(Provided information)

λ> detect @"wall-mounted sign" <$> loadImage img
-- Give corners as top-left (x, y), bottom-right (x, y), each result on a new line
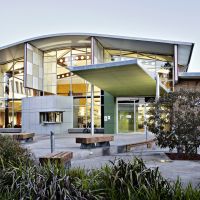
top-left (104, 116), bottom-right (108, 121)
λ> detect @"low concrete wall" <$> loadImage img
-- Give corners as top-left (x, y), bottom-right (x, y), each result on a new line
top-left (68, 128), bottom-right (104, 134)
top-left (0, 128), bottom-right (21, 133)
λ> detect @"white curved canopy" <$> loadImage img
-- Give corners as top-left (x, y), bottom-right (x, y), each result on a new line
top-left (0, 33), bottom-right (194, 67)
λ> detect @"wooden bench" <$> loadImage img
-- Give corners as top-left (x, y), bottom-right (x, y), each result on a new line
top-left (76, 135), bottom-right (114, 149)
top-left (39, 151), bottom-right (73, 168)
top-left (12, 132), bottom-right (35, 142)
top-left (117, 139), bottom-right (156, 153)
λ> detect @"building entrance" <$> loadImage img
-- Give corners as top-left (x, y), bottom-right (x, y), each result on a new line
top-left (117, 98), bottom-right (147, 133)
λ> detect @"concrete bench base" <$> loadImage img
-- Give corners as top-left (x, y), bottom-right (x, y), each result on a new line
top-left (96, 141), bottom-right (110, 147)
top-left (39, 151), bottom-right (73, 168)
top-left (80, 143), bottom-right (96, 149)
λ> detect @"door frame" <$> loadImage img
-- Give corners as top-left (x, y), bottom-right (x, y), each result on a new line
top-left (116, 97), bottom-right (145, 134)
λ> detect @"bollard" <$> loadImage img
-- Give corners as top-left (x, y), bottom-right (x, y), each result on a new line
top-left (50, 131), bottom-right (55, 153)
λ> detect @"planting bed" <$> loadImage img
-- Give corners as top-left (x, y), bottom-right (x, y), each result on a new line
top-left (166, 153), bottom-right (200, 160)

(End Provided information)
(Provided information)

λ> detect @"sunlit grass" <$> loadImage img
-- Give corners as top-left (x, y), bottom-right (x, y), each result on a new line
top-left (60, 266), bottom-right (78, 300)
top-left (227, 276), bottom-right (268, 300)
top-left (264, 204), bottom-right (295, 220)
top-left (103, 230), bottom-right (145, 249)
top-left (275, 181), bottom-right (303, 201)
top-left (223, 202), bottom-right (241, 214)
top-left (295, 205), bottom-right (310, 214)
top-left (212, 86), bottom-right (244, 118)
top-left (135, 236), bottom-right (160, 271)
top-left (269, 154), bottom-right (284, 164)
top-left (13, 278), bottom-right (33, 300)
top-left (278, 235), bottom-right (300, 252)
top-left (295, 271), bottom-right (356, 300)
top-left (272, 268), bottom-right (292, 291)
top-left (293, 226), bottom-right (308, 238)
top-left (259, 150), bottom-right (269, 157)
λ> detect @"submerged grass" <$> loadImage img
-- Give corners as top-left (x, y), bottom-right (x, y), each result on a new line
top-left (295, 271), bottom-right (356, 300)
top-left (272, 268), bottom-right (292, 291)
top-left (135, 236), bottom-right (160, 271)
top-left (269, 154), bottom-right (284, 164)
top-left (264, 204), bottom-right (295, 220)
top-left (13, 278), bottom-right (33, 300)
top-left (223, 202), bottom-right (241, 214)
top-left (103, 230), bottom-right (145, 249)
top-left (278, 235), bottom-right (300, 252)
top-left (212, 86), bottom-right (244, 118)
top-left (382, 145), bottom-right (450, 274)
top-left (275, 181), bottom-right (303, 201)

(End Provided information)

Work instruction>
Note every line of the entries in which "bench" appears, and copy it down.

Exercise solution>
λ> detect @"wooden bench" <$> loadImage img
λ> detect @"concrete bench base" <$> loadImage img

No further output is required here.